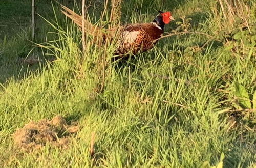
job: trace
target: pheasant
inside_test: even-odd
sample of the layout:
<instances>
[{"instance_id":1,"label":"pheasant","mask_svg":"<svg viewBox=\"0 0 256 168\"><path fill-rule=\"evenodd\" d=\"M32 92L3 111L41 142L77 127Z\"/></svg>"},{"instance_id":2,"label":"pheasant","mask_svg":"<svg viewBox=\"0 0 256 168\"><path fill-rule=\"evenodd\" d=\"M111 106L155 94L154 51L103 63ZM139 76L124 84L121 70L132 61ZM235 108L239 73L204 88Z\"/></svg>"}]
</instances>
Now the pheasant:
<instances>
[{"instance_id":1,"label":"pheasant","mask_svg":"<svg viewBox=\"0 0 256 168\"><path fill-rule=\"evenodd\" d=\"M63 5L61 12L71 19L79 27L82 27L82 17ZM164 32L164 27L174 19L170 12L159 11L155 19L150 23L131 23L104 30L94 26L84 20L85 31L97 38L102 37L101 41L113 42L116 39L115 55L123 55L126 53L136 54L146 51L154 46Z\"/></svg>"}]
</instances>

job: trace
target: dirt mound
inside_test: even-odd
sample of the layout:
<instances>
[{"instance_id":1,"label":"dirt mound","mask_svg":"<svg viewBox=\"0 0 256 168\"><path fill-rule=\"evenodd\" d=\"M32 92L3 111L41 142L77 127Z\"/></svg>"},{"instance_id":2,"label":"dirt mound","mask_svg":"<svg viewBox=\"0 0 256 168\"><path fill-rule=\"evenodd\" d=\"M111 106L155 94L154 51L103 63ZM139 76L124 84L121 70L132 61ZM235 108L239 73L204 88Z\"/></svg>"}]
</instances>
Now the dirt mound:
<instances>
[{"instance_id":1,"label":"dirt mound","mask_svg":"<svg viewBox=\"0 0 256 168\"><path fill-rule=\"evenodd\" d=\"M17 146L25 150L40 149L47 143L66 148L70 135L77 132L78 129L76 123L68 125L64 118L57 116L52 120L30 122L15 131L13 139Z\"/></svg>"}]
</instances>

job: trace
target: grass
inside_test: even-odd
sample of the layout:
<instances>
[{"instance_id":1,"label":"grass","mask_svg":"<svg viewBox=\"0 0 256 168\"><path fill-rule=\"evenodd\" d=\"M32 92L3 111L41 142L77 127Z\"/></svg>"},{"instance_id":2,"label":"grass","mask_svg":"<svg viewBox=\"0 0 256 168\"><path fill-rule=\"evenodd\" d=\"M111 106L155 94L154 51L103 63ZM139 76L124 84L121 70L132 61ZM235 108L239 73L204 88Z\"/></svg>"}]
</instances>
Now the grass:
<instances>
[{"instance_id":1,"label":"grass","mask_svg":"<svg viewBox=\"0 0 256 168\"><path fill-rule=\"evenodd\" d=\"M46 59L53 55L57 58L54 63L17 65L16 59L29 55L34 46L29 41L29 28L2 42L0 48L1 164L210 167L223 163L226 167L255 166L255 112L241 106L234 91L238 82L252 104L255 43L248 40L245 44L244 39L255 34L229 43L223 40L216 33L225 27L215 22L222 19L221 14L215 15L211 8L214 6L207 2L124 3L129 8L123 7L123 22L150 21L156 13L154 8L170 9L176 21L182 21L178 18L183 16L192 18L191 22L183 22L182 29L215 38L200 49L209 40L204 35L166 38L148 52L127 62L112 63L106 70L104 92L97 93L94 90L101 82L97 58L102 51L91 45L89 39L83 57L81 33L77 27L69 21L66 23L56 7L56 19L52 13L50 17L40 13L49 22L42 23L36 40L47 42L31 53ZM90 8L89 15L92 20L98 20L97 12L100 13L102 4L98 1L94 4L98 7ZM142 4L145 7L141 8ZM250 6L256 9L254 4ZM250 19L252 27L255 16L252 14ZM178 26L172 23L165 31ZM113 47L108 48L109 58ZM81 127L72 137L70 148L47 144L27 153L15 146L11 136L16 129L31 120L50 119L56 115L69 122L77 121ZM89 153L93 132L96 134L93 158Z\"/></svg>"}]
</instances>

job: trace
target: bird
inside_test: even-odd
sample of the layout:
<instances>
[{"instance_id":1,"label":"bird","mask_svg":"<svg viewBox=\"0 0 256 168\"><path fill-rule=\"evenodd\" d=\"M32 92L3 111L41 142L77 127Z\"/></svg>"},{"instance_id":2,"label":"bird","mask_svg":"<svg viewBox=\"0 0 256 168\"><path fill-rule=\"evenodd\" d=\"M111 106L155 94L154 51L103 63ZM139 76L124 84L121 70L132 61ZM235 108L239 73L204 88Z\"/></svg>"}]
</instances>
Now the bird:
<instances>
[{"instance_id":1,"label":"bird","mask_svg":"<svg viewBox=\"0 0 256 168\"><path fill-rule=\"evenodd\" d=\"M61 7L61 12L81 29L82 16L63 5ZM85 32L91 36L101 38L100 41L103 44L106 43L107 39L109 42L115 41L115 55L136 55L152 49L162 36L164 26L174 20L170 12L158 12L159 14L151 22L130 23L109 30L98 27L84 19Z\"/></svg>"}]
</instances>

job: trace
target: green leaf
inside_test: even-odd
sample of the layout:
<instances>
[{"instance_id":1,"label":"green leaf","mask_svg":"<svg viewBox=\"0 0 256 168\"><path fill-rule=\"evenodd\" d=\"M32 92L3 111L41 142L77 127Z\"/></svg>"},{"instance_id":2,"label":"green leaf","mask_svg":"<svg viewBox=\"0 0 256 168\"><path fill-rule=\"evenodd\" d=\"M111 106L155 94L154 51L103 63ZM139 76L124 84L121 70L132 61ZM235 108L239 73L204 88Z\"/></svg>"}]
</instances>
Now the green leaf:
<instances>
[{"instance_id":1,"label":"green leaf","mask_svg":"<svg viewBox=\"0 0 256 168\"><path fill-rule=\"evenodd\" d=\"M252 104L253 105L253 108L256 109L256 91L255 91L252 97Z\"/></svg>"},{"instance_id":2,"label":"green leaf","mask_svg":"<svg viewBox=\"0 0 256 168\"><path fill-rule=\"evenodd\" d=\"M249 95L245 88L238 82L234 83L234 95L238 98L238 102L241 107L251 108Z\"/></svg>"},{"instance_id":3,"label":"green leaf","mask_svg":"<svg viewBox=\"0 0 256 168\"><path fill-rule=\"evenodd\" d=\"M243 23L243 21L242 20L241 18L240 17L237 16L236 16L235 17L234 20L236 21L236 23L237 23L238 24L241 24Z\"/></svg>"},{"instance_id":4,"label":"green leaf","mask_svg":"<svg viewBox=\"0 0 256 168\"><path fill-rule=\"evenodd\" d=\"M222 152L221 154L221 157L220 158L220 161L223 161L225 158L225 155L223 152Z\"/></svg>"},{"instance_id":5,"label":"green leaf","mask_svg":"<svg viewBox=\"0 0 256 168\"><path fill-rule=\"evenodd\" d=\"M223 167L223 162L222 161L221 161L220 162L218 163L216 168L222 168Z\"/></svg>"}]
</instances>

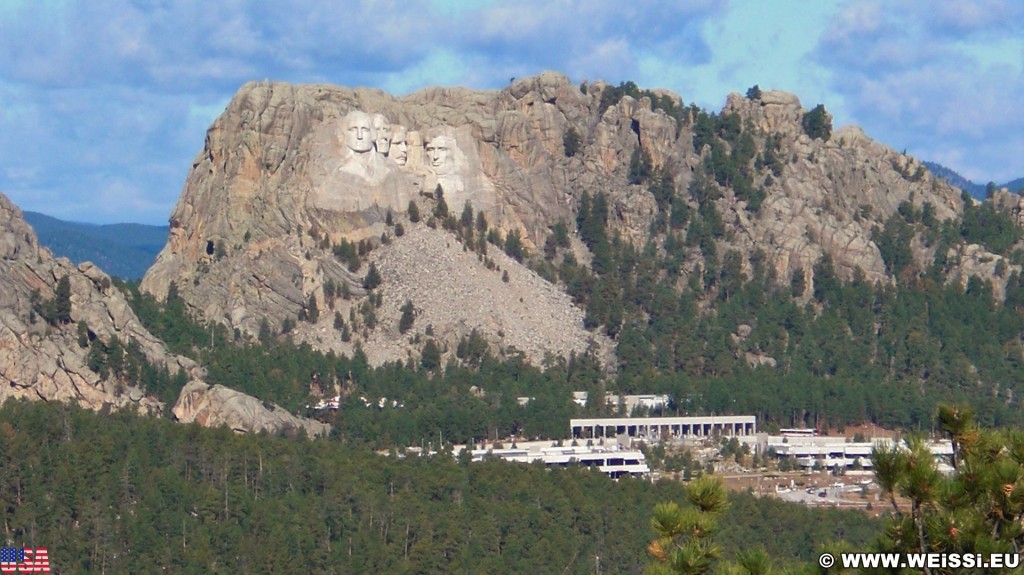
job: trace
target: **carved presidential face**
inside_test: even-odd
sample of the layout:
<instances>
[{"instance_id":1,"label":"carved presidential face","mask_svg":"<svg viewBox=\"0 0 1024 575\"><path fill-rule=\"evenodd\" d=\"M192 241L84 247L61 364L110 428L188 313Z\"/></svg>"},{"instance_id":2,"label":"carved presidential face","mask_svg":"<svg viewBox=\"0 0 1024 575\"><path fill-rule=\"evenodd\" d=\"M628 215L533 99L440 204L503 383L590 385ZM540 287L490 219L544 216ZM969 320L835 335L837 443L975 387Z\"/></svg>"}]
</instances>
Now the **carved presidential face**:
<instances>
[{"instance_id":1,"label":"carved presidential face","mask_svg":"<svg viewBox=\"0 0 1024 575\"><path fill-rule=\"evenodd\" d=\"M391 150L388 152L388 158L399 166L404 166L409 161L409 133L404 126L395 126L391 132Z\"/></svg>"},{"instance_id":2,"label":"carved presidential face","mask_svg":"<svg viewBox=\"0 0 1024 575\"><path fill-rule=\"evenodd\" d=\"M377 132L377 153L387 156L391 149L391 123L383 114L374 115L374 130Z\"/></svg>"},{"instance_id":3,"label":"carved presidential face","mask_svg":"<svg viewBox=\"0 0 1024 575\"><path fill-rule=\"evenodd\" d=\"M356 153L366 153L374 148L377 133L373 120L365 112L349 112L345 117L345 144Z\"/></svg>"},{"instance_id":4,"label":"carved presidential face","mask_svg":"<svg viewBox=\"0 0 1024 575\"><path fill-rule=\"evenodd\" d=\"M455 141L449 136L436 136L427 142L427 162L435 174L447 174L455 170L453 148Z\"/></svg>"}]
</instances>

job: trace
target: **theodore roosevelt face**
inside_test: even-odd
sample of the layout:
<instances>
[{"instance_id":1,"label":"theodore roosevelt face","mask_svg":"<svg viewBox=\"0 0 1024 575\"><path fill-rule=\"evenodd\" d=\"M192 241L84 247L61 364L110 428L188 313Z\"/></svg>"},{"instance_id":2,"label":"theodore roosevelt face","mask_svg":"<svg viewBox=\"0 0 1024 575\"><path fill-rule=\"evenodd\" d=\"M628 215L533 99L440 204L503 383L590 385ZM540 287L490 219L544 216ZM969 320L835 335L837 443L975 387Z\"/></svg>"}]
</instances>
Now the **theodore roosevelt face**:
<instances>
[{"instance_id":1,"label":"theodore roosevelt face","mask_svg":"<svg viewBox=\"0 0 1024 575\"><path fill-rule=\"evenodd\" d=\"M404 166L409 161L409 135L403 126L395 126L391 132L391 149L388 158L394 160L399 166Z\"/></svg>"},{"instance_id":2,"label":"theodore roosevelt face","mask_svg":"<svg viewBox=\"0 0 1024 575\"><path fill-rule=\"evenodd\" d=\"M373 120L365 112L349 112L345 117L345 144L356 153L366 153L374 148L377 133Z\"/></svg>"},{"instance_id":3,"label":"theodore roosevelt face","mask_svg":"<svg viewBox=\"0 0 1024 575\"><path fill-rule=\"evenodd\" d=\"M427 142L427 162L435 174L447 174L455 169L452 148L455 142L447 136L436 136Z\"/></svg>"},{"instance_id":4,"label":"theodore roosevelt face","mask_svg":"<svg viewBox=\"0 0 1024 575\"><path fill-rule=\"evenodd\" d=\"M374 130L377 132L377 153L387 156L391 149L391 123L383 114L374 115Z\"/></svg>"}]
</instances>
=-=-=-=-=
### Task prompt
Please collect every line of the rows above that contains the word "carved". Case counts, so only lines that match its capitalization qualify.

### Reply
target: **carved presidential face**
[{"instance_id":1,"label":"carved presidential face","mask_svg":"<svg viewBox=\"0 0 1024 575\"><path fill-rule=\"evenodd\" d=\"M192 241L84 247L61 364L110 428L188 313Z\"/></svg>"},{"instance_id":2,"label":"carved presidential face","mask_svg":"<svg viewBox=\"0 0 1024 575\"><path fill-rule=\"evenodd\" d=\"M628 215L533 99L440 204L503 383L590 385ZM540 287L490 219L544 216ZM969 320L835 335L837 443L975 387Z\"/></svg>"}]
Now the **carved presidential face**:
[{"instance_id":1,"label":"carved presidential face","mask_svg":"<svg viewBox=\"0 0 1024 575\"><path fill-rule=\"evenodd\" d=\"M391 150L388 152L388 158L399 166L404 166L409 161L409 133L404 126L395 126L391 132Z\"/></svg>"},{"instance_id":2,"label":"carved presidential face","mask_svg":"<svg viewBox=\"0 0 1024 575\"><path fill-rule=\"evenodd\" d=\"M377 132L377 153L387 156L391 149L391 123L383 114L374 115L374 130Z\"/></svg>"},{"instance_id":3,"label":"carved presidential face","mask_svg":"<svg viewBox=\"0 0 1024 575\"><path fill-rule=\"evenodd\" d=\"M356 153L366 153L374 148L377 133L373 120L365 112L349 112L345 117L345 144Z\"/></svg>"},{"instance_id":4,"label":"carved presidential face","mask_svg":"<svg viewBox=\"0 0 1024 575\"><path fill-rule=\"evenodd\" d=\"M455 141L449 136L436 136L427 142L427 162L435 174L447 174L455 170L453 148Z\"/></svg>"}]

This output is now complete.